-- Source --
------------------------------------------------

Imagine a line like this, delivered calmly by John Cleese, “Unfortunately at that moment their only ball was trodden on by a very large duck.” That’s funny, right? No matter the context, that’s funny because there is no context that would make such an event not absurd.

So I would imagine that the screenplay for this film is a hilarious read, in all likelihood much funnier on the page than on the screen. It’s really too bad that there is no narrator describing to us what is going on as it happens.

And it’s probably no coincidence that the funniest part of the film comes near the end, when two commentators (both voiced by Rob Brydon) suddenly show up and begin to tell us what’s occurring. Too bad Brydon didn’t just narrate the entire movie.

As it is, Brydon plays like a million characters, and they’re all the funniest ones. His messenger bird is one of the comedic highlights of the film, too. What really makes this bit so funny is, again, that the entire concept is so absurd. I mean, yes, the idea of birds being used to send messages is obviously grounded in reality. But a bird that memorizes long speeches (or even multi-person conversations) word for word (and does the voices) and hurls fruit at you and squeezes your nose…?

To me one of the funniest aspects of the whole bird bit is the way the queen already knows everything (somehow). It’s all just so delightfully silly.

Other highlights of the film include some great vocal performances from a talented cast. Playing protagonist Dug, Eddie Redmayne sounds just perfect for an Aardman hero. There’s a wonderfully gentle, innocent, optimistic, unassuming quality to his line delivery that reminded me fondly of the way the late, great Peter Sallis voiced Wallace (of Wallace and Gromit). I can’t think of any actor more perfect for the part than Redmayne.

Tom Hiddleston is also hilariously perfect as Nooth, the iron age villain whose braggadocious performance and French-ish accent is obviously influenced by Monty Python and the Holy Grail.

As the chief, Timothy Spall gets a disproportionate number of actually funny lines and really makes them work.

------------------------------------------------

-- Material supplied --
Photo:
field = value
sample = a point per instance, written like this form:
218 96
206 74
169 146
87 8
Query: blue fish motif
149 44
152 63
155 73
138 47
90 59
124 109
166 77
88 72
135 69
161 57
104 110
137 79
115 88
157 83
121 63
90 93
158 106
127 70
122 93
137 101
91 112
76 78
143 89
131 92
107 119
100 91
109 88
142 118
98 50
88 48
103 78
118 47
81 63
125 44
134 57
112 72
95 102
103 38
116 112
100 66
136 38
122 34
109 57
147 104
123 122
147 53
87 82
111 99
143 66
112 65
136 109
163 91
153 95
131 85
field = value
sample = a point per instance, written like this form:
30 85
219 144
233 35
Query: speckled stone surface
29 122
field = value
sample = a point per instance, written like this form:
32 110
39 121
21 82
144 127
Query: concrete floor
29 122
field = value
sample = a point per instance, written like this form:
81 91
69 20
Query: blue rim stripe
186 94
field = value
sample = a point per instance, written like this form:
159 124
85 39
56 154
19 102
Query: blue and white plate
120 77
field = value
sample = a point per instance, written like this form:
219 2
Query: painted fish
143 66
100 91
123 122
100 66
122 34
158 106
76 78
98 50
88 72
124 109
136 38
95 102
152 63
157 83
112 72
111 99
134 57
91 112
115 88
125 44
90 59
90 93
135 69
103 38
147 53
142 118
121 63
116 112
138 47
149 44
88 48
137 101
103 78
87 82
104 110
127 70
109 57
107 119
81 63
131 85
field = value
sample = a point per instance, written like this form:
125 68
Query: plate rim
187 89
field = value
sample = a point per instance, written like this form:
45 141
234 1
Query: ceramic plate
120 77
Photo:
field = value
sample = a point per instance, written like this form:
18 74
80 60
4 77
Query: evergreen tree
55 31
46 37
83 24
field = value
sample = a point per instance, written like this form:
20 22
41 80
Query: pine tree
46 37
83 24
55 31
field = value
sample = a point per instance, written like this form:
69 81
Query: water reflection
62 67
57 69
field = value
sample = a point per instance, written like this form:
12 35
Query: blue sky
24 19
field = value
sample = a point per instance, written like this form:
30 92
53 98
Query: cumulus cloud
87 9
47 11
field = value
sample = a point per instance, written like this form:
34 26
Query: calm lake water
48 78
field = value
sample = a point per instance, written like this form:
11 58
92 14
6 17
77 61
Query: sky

------------------------------------------------

-- Objective --
Can you resume the film review above, picking up right after its last sentence about Timothy Spall?

-- Answer below --
My husband and I were delighted to hear Miriam Margolyes show up as the queen. We sat next to her at a West End production of Wicked on our Honeymoon once, and as often as we mention this, you’d assume it was the highlight of our lives. The queen has a great part because all she has to do is show up, and we’re already primed to find her hilarious.

On Game of Thrones and in life, there’s nothing not to love about Maisie Williams, but I found her accent here a bit distracting. I do like her character and her performance except for the accent (though this seems arbitrary and unfair even to me, the person making the complaint).

I particularly liked Selina Griffiths as Magma and marveled at how much of the humor of that character is visual. How is it possible to develop so much character using stop motion?

Funniest Scene:
The instant replay cracked me up. My husband, our nine-year-old daughter, and I were all laughing so hard as were many others in the audience.

And the massage scene, though clearly not as funny as it wants to be, delights by allowing us to anticipate ridiculous things before they happen. The moment when Hognob anxiously contemplates the harp is charming if not hilarious.

Best Scene Visually:
I’m extremely fond of the sequence when Dug cautions Hognob to remain silent and then (of course) noisily trips and falls and falls and falls…

Admittedly, this isn’t quite as funny as it wants to be, probably because the joke needs a few more levels of falling to sell it thoroughly. It’s kind of like Sideshow Bob stepping on the rakes, but I don’t think they prolong the falling quite long enough to get the audience reaction they’re going for.

(I keep saying “they” when I actually probably mean director Nick Park.)

This fall sequence would be fantastic as an endlessly looping gif, though. It’s a very unique way to fall, and it has such a soothing look. (It reminded me a little of the pleasure you feel when you set off a chain reaction of dominoes and watch them all collapse in turn.)

To achieve this look using stop motion must have been rather difficult. (Or maybe it was easy and perfectly suited to stop motion. Maybe that’s why they did it. I am terrible at anything that involves manipulating objects or imagining spatial relationships.)

Throughout the film, my daughter and I kept whispering to each other, marveling at the amount of invisible work that goes into stop motion.

Visually this movie is actually quite strong. Nick Park is the master of the medium. I love how funny and how human he makes the faces of his characters. They don’t even have to speak or do anything. They just stand there looking at us, and we get so strong an impression of who they are and what they’re feeling. I’m not sure how Park pulls that off in stop motion.

Best Action Sequence:
I love the gleeful energy of the rabbit hunt near the beginning of the film. This scene is genuinely funny throughout, though you can’t look away because it’s nearly entirely visual humor.

The scene pairs nicely with the big group effort at the end.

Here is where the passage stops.